[BEGIN Record extracts]

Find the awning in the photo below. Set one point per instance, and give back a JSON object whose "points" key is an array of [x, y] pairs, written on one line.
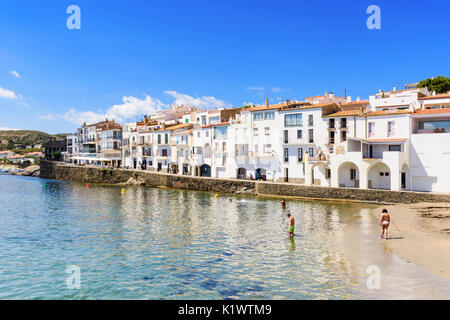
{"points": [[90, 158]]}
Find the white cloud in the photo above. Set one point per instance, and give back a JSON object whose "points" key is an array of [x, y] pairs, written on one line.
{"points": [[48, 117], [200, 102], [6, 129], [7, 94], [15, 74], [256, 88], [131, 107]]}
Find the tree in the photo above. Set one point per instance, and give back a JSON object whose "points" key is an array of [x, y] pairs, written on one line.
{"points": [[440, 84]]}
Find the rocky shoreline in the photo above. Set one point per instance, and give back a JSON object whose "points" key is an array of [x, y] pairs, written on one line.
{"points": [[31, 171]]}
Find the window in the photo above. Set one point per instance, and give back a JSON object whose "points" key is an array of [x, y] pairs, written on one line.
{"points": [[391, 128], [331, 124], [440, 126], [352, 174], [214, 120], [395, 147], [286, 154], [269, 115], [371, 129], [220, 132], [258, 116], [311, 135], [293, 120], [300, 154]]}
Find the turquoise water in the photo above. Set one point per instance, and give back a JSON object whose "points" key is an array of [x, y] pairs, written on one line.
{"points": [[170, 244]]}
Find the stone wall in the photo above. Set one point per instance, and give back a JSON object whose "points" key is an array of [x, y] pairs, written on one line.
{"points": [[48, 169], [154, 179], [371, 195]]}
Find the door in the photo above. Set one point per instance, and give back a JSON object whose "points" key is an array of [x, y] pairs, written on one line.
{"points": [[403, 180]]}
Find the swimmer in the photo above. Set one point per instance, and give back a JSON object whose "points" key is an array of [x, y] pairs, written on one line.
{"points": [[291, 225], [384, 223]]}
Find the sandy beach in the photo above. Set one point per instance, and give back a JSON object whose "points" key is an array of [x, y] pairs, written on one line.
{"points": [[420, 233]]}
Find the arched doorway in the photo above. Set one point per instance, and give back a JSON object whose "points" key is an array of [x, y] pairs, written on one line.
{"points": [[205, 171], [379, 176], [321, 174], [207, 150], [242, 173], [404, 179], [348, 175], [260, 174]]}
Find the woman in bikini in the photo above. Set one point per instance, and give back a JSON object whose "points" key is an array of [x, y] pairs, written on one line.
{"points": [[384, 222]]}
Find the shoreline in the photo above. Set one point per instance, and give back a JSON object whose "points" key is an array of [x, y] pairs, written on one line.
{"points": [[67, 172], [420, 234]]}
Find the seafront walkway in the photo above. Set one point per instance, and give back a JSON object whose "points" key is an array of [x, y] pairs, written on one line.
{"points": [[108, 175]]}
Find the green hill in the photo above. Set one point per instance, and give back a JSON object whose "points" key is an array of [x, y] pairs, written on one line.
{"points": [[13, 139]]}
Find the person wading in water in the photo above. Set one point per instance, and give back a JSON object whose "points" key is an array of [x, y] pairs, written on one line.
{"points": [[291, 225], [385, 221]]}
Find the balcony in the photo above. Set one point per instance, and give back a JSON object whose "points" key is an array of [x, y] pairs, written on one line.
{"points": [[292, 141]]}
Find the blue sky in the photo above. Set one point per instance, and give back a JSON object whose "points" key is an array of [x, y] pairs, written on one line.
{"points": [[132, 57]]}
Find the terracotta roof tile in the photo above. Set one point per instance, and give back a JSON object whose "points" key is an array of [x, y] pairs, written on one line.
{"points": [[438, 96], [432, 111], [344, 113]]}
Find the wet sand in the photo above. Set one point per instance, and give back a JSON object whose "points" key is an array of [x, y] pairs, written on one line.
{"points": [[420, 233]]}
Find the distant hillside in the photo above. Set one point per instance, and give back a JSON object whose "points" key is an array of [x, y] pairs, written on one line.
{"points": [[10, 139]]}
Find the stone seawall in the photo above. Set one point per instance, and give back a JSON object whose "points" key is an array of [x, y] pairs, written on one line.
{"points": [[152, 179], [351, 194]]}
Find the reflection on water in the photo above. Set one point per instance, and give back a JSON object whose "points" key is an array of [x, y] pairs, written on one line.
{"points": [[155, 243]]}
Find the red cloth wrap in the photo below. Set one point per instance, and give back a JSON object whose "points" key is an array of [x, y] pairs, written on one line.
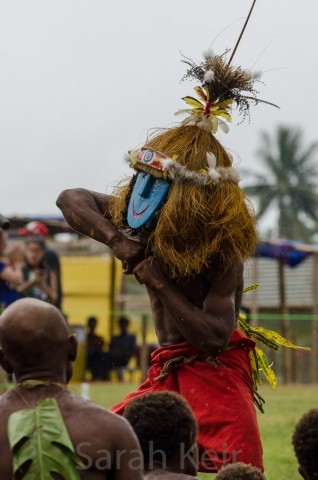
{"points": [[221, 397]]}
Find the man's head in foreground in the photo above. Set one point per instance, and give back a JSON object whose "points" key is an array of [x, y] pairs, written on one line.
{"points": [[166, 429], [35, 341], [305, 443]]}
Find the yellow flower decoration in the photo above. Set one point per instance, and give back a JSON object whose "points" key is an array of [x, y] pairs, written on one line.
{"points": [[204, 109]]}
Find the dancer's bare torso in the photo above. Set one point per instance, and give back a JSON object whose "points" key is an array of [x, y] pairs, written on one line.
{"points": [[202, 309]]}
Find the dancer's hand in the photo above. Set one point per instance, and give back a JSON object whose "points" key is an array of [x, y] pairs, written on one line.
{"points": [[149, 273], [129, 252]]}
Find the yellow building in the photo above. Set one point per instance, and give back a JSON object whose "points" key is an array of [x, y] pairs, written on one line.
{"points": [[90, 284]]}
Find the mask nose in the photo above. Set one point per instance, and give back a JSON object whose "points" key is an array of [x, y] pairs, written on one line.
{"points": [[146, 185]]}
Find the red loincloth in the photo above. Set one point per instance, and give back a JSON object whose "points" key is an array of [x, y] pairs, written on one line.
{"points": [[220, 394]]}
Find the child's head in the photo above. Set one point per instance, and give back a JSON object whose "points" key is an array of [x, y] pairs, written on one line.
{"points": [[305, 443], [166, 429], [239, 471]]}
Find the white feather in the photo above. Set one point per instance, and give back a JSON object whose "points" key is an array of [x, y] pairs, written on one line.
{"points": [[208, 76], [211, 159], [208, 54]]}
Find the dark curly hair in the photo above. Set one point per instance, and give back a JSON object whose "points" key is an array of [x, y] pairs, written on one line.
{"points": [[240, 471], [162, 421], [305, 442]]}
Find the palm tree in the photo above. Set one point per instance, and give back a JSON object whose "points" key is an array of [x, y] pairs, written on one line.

[END Record extracts]

Reproduce exactly the line containing "Find the white feather" and every line after it through the end of the records above, and nothing else.

**Full answer:**
Find the white feather in the photo above. Set one point per instance, and give back a JSON object whose "points" key is an array of [x, y] pairs, written on one line.
{"points": [[208, 76], [211, 159], [208, 54]]}
Find the dark curly hair in the photo above. Set one point per instance, and give back a JSON object whose "points" key is an array of [x, y] pairs, written on one line.
{"points": [[240, 471], [162, 421], [305, 442]]}
Find the palm tree in the photo above. Set one point per instance, and give back a JSON object whose "points" key is an array of [x, y] pairs, written on one line.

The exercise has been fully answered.